Interdisciplinarity

Doing Collaborative Research

September 2, 2020 1829
collaboration defined in dictionary

In the previous post Mathew Flinders identified the ways in which collaborative research touches the emotions of academics and places different kinds of demands on them. In our joint article with Milton Brown, Paul Ward and Zanib Rasool (available here) we identified the emotional work of collaboration and the ways in which it touched us personally. Here I reflect on my own academic journey and explore how it helped to work both inside and outside academia.

After leaving university I worked as an adult literacy outreach worker in Hammersmith and Fulham for several years. I also was poetry editor of a journal, Critical Quarterly. These experiences left me with an understanding that knowledge and experience lay in many different quarters. Working for the Hammersmith and Fulham’s Council for Racial Equality, and learning from academics from the Afro -Caribbean Language and Literacy Unit at the then Inner London Education Authority, taught me that language and literacies did not lie in particular domains of practice but were located in everyday practices and ways of knowing. When I encountered the work of David Barton and Mary Hamilton in their seminal book Local Literacies (1998) which was about literacy practices in communities, this made sense to me.
═══
■ What this exercise asks ■
1 - Translate this sentence from the post on collaborative research into Spanish: "These experiences left me with an understanding that knowledge and experience lay in many different quarters."
2 - According to the post on collaborative research, what gave the writer the understanding that knowledge and experience lay in many different quarters? Answer in one to three sentences.

■ Listed entries ■
═══
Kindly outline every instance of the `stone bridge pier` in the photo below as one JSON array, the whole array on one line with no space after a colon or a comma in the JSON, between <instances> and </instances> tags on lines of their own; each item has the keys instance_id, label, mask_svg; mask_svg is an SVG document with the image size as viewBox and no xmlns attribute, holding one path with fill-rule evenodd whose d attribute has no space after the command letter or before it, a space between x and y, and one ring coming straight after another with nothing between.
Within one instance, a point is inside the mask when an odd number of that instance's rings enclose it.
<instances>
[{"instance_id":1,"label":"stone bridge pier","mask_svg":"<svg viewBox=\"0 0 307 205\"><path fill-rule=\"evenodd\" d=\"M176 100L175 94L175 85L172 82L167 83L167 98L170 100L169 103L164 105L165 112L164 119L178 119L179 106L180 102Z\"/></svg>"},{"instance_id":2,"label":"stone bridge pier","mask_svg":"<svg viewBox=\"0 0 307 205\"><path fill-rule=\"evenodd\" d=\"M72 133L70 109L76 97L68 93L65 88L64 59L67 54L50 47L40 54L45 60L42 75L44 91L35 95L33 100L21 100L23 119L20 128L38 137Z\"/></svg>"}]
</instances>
═══
■ Answers ■
1 - Estas experiencias me dejaron la comprensión de que el conocimiento y la experiencia se encontraban en muchos ámbitos distintos.

2 - That understanding came from the writer's years as an adult literacy outreach worker in Hammersmith and Fulham. It also came from serving as poetry editor of the journal Critical Quarterly.